Out of the box, pidpos() relies on the
udpipe package to perform part-of-speech (POS)
tagging.
However, the pidpos API is intentionally flexible and
allows users to:
- Supply their own custom POS tagging functions
- Implement custom filtering logic
- Integrate alternative tagging engines (e.g., Python libraries)
This vignette demonstrates each of these extensions.
A custom tagger must:
- Accept a single character string (a sentence)
- Return a data frame with one row per token
A custom filter must:
- Accept the tagger’s returned data frame
- Return a filtered version of that data frame
We begin by loading the package:
We will use the example dataset:
example.data <- head(the_one_in_massapequa, 20)
example.data
#> # A tibble: 20 × 4
#> scene utterance speaker text
#> <int> <int> <chr> <chr>
#> 1 1 1 Scene Directions "[Scene: Central Perk, everyone is there.]"
#> 2 1 2 Phoebe Buffay "Oh, Ross, Mon, is it okay if I bring someo…
#> 3 1 3 Monica Geller "Yeah."
#> 4 1 4 Ross Geller "Sure. Yeah."
#> 5 1 5 Joey Tribbiani "So, who's the guy?"
#> 6 1 6 Phoebe Buffay "Well, his name is Parker and I met him at …
#> 7 1 7 Chandler Bing "Oooh, did he put a little starch in your b…
#> 8 1 8 Phoebe Buffay "Yeah, he's really great though. He has thi…
#> 9 1 9 Monica Geller "Oh, by the way. Would it be okay if I gave…
#> 10 1 10 Ross Geller "Uh, yeah, you sure you want to after what …
#> 11 1 11 Monica Geller "Yeah, I'd really like to."
#> 12 1 12 Ross Geller "Okay, hopefully this time mom won't boo yo…
#> 13 1 13 Monica Geller "Yes! Every year Ross makes the toast, and …
#> 14 1 14 Chandler Bing "And you wonder why Ross is their favorite?"
#> 15 1 15 Monica Geller "No! Really! Any time Ross makes a toast ev…
#> 16 1 16 Joey Tribbiani "Well I can promise you, at least one perso…
#> 17 1 17 Monica Geller "Really you can do that?"
#> 18 1 18 Joey Tribbiani "Are you kidding me? Watch! Well I can't do…
#> 19 2 1 Scene Directions "[Scene: Chandler and Monica's, they're get…
#> 20 2 2 Chandler Bing "What are you doing?"Custom POS Tagging Functions
As a minimal example, suppose we want to tag only the main characters from Friends as proper nouns.

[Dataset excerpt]
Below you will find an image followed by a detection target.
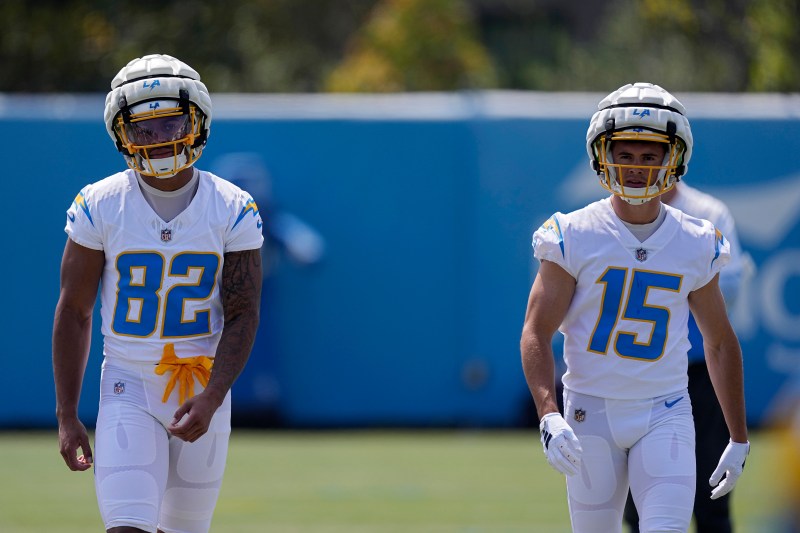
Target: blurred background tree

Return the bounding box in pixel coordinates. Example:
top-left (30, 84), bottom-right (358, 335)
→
top-left (0, 0), bottom-right (800, 92)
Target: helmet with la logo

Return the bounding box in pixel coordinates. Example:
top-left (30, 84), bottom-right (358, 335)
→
top-left (105, 54), bottom-right (211, 178)
top-left (586, 83), bottom-right (693, 205)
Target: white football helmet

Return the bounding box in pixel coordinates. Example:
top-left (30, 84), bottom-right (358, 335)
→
top-left (105, 54), bottom-right (211, 178)
top-left (586, 83), bottom-right (693, 205)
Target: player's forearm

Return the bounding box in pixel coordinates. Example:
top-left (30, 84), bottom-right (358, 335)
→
top-left (206, 306), bottom-right (259, 403)
top-left (206, 250), bottom-right (262, 403)
top-left (705, 342), bottom-right (747, 442)
top-left (520, 332), bottom-right (558, 418)
top-left (53, 304), bottom-right (92, 420)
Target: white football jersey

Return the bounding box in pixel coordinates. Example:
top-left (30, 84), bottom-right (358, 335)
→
top-left (65, 170), bottom-right (264, 364)
top-left (533, 198), bottom-right (730, 400)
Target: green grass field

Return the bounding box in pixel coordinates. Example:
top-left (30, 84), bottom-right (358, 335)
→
top-left (0, 429), bottom-right (779, 533)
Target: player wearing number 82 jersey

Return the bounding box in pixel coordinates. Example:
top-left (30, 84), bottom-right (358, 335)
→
top-left (66, 170), bottom-right (263, 364)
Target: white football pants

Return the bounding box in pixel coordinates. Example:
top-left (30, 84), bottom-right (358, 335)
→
top-left (564, 390), bottom-right (696, 533)
top-left (94, 362), bottom-right (231, 533)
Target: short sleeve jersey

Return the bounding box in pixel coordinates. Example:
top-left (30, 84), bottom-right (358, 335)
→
top-left (533, 198), bottom-right (730, 400)
top-left (65, 170), bottom-right (264, 363)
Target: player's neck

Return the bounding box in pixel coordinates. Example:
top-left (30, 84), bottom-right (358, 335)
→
top-left (611, 195), bottom-right (661, 224)
top-left (139, 166), bottom-right (194, 191)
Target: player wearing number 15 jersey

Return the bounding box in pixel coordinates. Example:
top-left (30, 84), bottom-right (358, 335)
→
top-left (520, 83), bottom-right (749, 533)
top-left (53, 55), bottom-right (263, 533)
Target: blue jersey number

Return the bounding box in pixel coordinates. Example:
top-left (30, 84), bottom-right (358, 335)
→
top-left (111, 252), bottom-right (219, 337)
top-left (589, 267), bottom-right (681, 361)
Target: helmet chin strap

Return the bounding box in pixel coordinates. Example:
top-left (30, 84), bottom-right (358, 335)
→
top-left (141, 152), bottom-right (186, 179)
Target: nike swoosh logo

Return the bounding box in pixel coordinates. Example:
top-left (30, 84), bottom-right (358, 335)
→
top-left (664, 396), bottom-right (683, 409)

REQUIRED TASKS
1. According to the pidpos vignette, which package does pidpos() use by default for part-of-speech tagging?
2. Please carry on with the pidpos vignette from its last sentence.

PER-TASK ANSWERS
1. The udpipe package.

2.
friends <- c("Joey", "Phoebe", "Ross", "Chandler", "Monica", "Rachel")We define a sentence-level tagging function:
sentence_tagger <- function(sentence) {
clean_text <- gsub("[[:punct:]]", "", sentence)
tokens <- strsplit(clean_text, "\\s+")[[1]]
tokens <- tokens[tokens != ""]
tibble::tibble(
Token = tokens,
upos = ifelse(tokens %in% friends, "PROPN", "XXX")
)
}
sentence_tagger("Joey sat in Central Perk")
#> # A tibble: 5 × 2
#> Token upos
#> <chr> <chr>
#> 1 Joey PROPN
#> 2 sat XXX
#> 3 in XXX
#> 4 Central XXX
#> 5 Perk XXXTo use this with pidpos(), we wrap it with
custom_tagger():
friends_tagger <- custom_tagger(sentence_tagger)
friends_tagger(example.data$text)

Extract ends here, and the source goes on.